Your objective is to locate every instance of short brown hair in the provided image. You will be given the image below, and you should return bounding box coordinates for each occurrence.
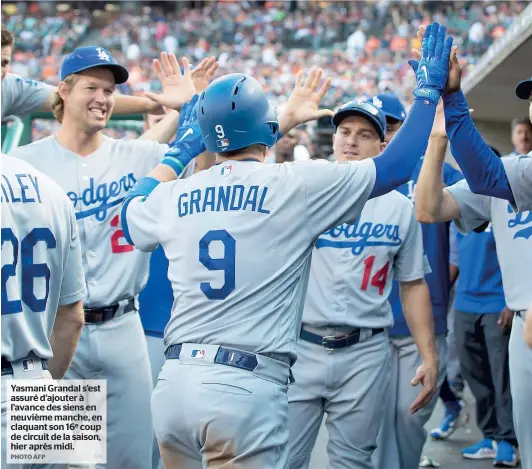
[52,73,79,124]
[2,23,15,47]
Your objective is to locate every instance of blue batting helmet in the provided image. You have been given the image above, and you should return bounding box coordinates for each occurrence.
[332,101,386,142]
[198,73,279,153]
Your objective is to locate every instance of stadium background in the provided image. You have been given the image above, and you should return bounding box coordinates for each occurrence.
[2,0,532,469]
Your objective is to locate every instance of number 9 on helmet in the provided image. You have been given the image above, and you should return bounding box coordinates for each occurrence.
[198,73,279,153]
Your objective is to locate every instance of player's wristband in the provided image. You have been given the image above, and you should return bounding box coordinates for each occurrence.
[414,88,441,106]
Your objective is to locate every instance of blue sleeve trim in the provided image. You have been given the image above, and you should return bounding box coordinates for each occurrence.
[161,156,185,176]
[370,99,436,199]
[443,91,514,203]
[120,177,160,246]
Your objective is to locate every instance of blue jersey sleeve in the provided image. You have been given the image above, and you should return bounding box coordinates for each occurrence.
[443,91,514,203]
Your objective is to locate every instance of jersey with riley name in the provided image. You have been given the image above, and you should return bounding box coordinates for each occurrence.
[303,191,430,328]
[124,160,376,359]
[502,151,532,211]
[1,155,86,361]
[10,136,192,307]
[445,178,532,311]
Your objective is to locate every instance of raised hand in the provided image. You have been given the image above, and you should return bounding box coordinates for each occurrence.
[409,25,462,94]
[408,23,453,105]
[161,94,205,174]
[192,57,218,94]
[279,68,334,134]
[145,52,196,111]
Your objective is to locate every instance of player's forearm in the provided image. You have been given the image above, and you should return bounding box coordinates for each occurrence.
[399,279,438,363]
[443,91,514,202]
[48,301,85,379]
[139,111,179,143]
[113,94,162,114]
[370,99,436,198]
[415,136,447,223]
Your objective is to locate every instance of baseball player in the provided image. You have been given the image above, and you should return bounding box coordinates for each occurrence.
[12,46,206,469]
[288,102,438,469]
[440,220,518,467]
[2,155,86,468]
[1,23,166,120]
[370,93,462,469]
[122,24,452,468]
[416,89,532,469]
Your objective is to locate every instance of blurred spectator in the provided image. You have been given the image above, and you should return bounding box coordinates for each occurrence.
[505,117,532,156]
[2,0,527,120]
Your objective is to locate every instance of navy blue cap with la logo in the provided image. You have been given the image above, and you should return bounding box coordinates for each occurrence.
[61,46,129,85]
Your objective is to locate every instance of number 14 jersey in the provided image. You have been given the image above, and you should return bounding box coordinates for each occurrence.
[303,191,430,328]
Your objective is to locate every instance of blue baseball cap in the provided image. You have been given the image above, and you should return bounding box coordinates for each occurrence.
[61,46,129,85]
[515,77,532,99]
[369,93,406,122]
[332,101,386,142]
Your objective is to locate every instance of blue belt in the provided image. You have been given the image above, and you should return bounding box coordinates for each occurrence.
[164,344,258,371]
[299,327,384,350]
[2,357,49,376]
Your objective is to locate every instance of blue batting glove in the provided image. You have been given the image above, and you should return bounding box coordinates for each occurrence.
[161,94,206,175]
[408,23,453,105]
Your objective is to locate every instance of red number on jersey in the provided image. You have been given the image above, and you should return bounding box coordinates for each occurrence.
[111,215,135,253]
[360,256,390,295]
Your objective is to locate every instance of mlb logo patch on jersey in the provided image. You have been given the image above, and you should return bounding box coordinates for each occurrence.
[190,349,207,360]
[22,358,35,371]
[220,164,233,176]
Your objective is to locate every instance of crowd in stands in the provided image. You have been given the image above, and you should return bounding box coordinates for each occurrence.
[3,0,528,137]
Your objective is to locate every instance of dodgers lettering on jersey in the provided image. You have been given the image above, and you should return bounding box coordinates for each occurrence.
[124,160,375,360]
[501,151,532,211]
[11,136,172,307]
[388,159,463,336]
[1,73,54,120]
[303,191,430,328]
[1,155,86,361]
[451,223,506,314]
[445,181,532,311]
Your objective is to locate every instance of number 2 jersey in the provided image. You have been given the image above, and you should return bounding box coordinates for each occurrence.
[123,160,376,359]
[10,136,191,307]
[1,155,86,361]
[303,191,430,328]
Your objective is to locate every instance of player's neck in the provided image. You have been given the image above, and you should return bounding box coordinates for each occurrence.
[55,124,103,156]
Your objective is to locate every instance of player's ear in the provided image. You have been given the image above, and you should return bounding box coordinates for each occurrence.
[57,81,69,101]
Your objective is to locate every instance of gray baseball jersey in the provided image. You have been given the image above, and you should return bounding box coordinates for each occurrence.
[502,151,532,212]
[123,160,376,359]
[2,73,54,120]
[10,136,194,307]
[2,155,86,361]
[303,191,430,328]
[445,180,532,311]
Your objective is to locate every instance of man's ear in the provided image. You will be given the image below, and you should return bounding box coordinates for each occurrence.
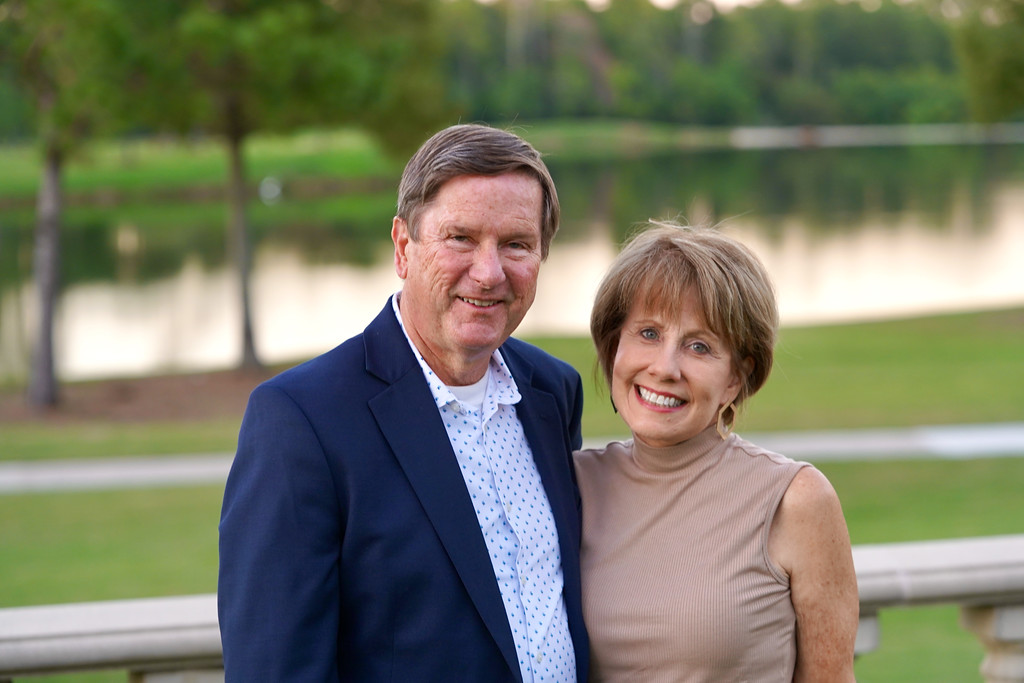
[391,216,411,280]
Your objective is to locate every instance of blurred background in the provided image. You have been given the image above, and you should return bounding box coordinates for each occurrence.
[0,0,1024,681]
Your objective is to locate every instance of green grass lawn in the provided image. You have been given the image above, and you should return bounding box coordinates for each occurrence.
[8,309,1024,460]
[0,458,1024,683]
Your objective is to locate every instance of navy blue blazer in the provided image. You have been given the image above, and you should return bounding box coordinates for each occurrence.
[218,301,589,683]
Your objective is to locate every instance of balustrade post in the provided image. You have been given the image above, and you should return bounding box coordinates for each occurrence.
[961,604,1024,683]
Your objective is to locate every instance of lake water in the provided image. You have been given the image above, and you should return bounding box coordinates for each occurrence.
[0,145,1024,380]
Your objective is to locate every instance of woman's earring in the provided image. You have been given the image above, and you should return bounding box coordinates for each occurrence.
[716,400,735,441]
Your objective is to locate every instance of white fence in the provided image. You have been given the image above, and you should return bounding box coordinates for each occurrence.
[0,535,1024,683]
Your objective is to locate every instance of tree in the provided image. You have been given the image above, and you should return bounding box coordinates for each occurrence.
[943,0,1024,123]
[0,0,126,408]
[122,0,444,368]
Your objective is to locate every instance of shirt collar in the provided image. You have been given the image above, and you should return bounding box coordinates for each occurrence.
[391,292,522,409]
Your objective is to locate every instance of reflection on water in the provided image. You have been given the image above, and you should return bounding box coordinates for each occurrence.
[0,144,1024,380]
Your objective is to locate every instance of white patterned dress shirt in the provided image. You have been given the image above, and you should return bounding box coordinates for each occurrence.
[392,296,577,683]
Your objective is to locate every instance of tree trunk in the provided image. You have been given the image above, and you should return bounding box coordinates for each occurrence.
[225,97,263,370]
[29,145,63,408]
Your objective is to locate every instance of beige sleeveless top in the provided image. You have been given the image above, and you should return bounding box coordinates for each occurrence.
[575,427,807,683]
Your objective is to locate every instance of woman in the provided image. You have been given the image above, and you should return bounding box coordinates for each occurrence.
[575,223,858,683]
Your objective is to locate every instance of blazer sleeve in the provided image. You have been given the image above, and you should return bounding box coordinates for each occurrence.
[217,384,343,683]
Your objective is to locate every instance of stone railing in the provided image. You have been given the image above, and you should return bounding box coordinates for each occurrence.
[0,535,1024,683]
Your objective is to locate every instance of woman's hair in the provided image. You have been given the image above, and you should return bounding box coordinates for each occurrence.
[590,220,778,426]
[397,124,561,258]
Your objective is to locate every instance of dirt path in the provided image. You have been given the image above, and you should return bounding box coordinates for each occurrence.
[0,370,276,424]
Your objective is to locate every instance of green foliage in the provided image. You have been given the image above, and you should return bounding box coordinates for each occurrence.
[954,0,1024,122]
[0,0,991,129]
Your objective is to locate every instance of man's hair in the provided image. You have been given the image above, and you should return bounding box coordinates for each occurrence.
[397,124,561,258]
[590,221,778,425]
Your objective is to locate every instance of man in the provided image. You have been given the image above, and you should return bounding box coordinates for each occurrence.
[218,125,588,683]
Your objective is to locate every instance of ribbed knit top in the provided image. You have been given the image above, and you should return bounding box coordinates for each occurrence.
[575,427,807,683]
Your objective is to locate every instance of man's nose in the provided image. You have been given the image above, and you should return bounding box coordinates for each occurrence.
[469,245,505,287]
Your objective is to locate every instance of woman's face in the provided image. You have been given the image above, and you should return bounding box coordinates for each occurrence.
[611,292,741,447]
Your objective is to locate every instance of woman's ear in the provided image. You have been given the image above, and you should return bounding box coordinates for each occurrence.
[729,356,754,400]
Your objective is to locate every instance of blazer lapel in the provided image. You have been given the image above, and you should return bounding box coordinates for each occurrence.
[365,302,520,679]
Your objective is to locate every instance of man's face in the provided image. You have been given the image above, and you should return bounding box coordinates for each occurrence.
[391,173,543,385]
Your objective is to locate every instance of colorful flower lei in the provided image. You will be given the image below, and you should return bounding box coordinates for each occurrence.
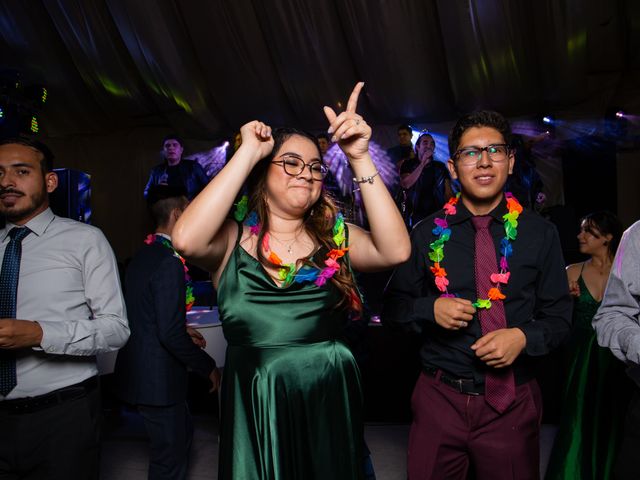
[234,195,362,311]
[429,192,522,309]
[144,233,196,312]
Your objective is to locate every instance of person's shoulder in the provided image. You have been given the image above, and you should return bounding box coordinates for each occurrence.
[624,220,640,238]
[567,262,584,281]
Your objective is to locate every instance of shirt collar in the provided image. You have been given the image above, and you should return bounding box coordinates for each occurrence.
[0,208,55,242]
[447,195,509,225]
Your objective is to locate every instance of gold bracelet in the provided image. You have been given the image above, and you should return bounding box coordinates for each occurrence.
[353,170,380,183]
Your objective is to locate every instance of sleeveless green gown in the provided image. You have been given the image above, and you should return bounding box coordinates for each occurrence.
[545,274,632,480]
[218,231,364,480]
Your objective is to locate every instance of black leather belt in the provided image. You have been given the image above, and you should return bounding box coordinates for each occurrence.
[422,365,484,395]
[0,377,98,413]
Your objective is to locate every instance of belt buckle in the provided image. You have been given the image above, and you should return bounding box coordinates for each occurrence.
[451,378,465,393]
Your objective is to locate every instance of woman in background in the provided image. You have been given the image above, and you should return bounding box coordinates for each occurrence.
[545,212,631,480]
[398,133,453,229]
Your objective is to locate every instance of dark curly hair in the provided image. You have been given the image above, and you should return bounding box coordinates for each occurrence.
[449,110,512,158]
[247,128,357,308]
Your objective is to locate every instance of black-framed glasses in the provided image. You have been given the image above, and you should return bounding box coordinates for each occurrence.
[453,143,510,166]
[271,156,329,180]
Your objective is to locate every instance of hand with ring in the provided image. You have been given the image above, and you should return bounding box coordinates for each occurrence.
[324,82,371,161]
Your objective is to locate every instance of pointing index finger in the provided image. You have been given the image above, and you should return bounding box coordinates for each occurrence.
[347,82,364,113]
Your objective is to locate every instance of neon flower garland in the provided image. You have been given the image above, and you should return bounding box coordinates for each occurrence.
[144,234,196,312]
[234,195,362,312]
[244,208,349,287]
[429,192,522,309]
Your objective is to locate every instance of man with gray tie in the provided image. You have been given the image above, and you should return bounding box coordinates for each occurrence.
[0,138,129,480]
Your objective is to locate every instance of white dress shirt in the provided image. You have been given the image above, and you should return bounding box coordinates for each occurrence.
[0,209,129,400]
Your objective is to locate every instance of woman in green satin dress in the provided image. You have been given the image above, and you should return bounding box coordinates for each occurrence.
[545,212,631,480]
[173,83,411,480]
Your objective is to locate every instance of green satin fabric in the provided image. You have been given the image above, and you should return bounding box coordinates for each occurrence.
[545,275,632,480]
[218,245,363,480]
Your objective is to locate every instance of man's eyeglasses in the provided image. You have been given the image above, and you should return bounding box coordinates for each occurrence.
[271,157,329,180]
[453,143,510,166]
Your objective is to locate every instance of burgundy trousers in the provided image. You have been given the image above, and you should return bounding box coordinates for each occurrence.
[407,373,542,480]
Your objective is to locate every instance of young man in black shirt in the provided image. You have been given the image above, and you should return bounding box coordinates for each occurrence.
[383,111,571,480]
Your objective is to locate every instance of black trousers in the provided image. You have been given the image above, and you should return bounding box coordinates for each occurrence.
[138,402,193,480]
[613,387,640,480]
[0,387,101,480]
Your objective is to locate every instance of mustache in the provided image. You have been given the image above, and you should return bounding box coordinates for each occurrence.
[0,188,24,196]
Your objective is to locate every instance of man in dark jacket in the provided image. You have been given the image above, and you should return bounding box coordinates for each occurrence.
[144,135,209,200]
[115,186,220,480]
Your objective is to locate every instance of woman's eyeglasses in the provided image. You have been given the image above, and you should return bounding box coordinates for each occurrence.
[271,157,329,180]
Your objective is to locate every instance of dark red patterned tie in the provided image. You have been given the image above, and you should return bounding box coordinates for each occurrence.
[471,215,516,413]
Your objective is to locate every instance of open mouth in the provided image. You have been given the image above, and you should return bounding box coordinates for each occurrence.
[473,175,495,185]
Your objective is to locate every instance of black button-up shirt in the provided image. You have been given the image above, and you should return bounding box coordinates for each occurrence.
[382,198,572,384]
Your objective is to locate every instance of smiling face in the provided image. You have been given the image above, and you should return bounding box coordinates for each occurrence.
[398,128,413,147]
[162,138,184,165]
[265,135,322,218]
[448,127,515,215]
[578,220,613,255]
[0,143,58,225]
[416,135,436,160]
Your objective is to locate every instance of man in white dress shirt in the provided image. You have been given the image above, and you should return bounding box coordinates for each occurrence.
[0,138,129,480]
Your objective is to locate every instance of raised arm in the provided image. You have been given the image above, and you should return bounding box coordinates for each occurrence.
[171,121,273,272]
[324,82,411,271]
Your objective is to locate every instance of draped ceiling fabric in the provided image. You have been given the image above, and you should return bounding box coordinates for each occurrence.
[0,0,640,259]
[0,0,640,139]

### [WRITTEN INSTRUCTION]
Convert the lines from the one containing "Your objective is to locate every instance of burgundy" through the one containing "[382,198,572,384]", both included, into a Markdown table with two columns, Number and Text. Number the lines in order and leave out any blank lines.

### [SOLUTION TO THIS TASK]
| Number | Text |
|---|---|
| 1 | Your objective is to locate every instance of burgundy trousers in the provided image. You have been given the image above, and you should return bounding box coordinates for each occurrence. |
| 2 | [407,373,542,480] |
| 3 | Your objective is to locate every instance of young man in black shirt in the provided image. You have been given the image above, and you should return bounding box coordinates for each occurrence. |
| 4 | [383,111,571,480] |
| 5 | Your objective is to locate every instance of black trousers in the provided image. You have been given the image above, and you should return bounding box coordinates for each occurrence. |
| 6 | [138,402,193,480] |
| 7 | [613,387,640,480] |
| 8 | [0,387,101,480] |
| 9 | Your objective is to locate every instance of mustache in the provided image. You have been given the image above, and you should return bounding box coordinates for each occurrence. |
| 10 | [0,188,24,196] |
| 11 | Your objective is to locate every instance of man in dark jacket in the provided image. You have been given the image above, and you should return bounding box coordinates for each occurrence. |
| 12 | [144,135,209,200] |
| 13 | [115,186,220,480] |
| 14 | Your objective is to locate every instance of woman's eyeglasses in the provided image. You have been given the image above, and you should return bounding box coordinates for each occurrence. |
| 15 | [271,157,329,180] |
| 16 | Your objective is to locate every instance of dark red patterned tie in the provided image. You have been given the image above, and you should return bounding box coordinates for each occurrence. |
| 17 | [471,215,516,413] |
| 18 | Your objective is to locate every instance of open mouth in the provided image. You have been given the image above, and you should return bounding box coordinates for each occurrence. |
| 19 | [473,175,495,185] |
| 20 | Your objective is to locate every instance of black button-up shirt in the provided image. You have been given the image above, and you should return bounding box coordinates for each occurrence. |
| 21 | [382,198,572,384] |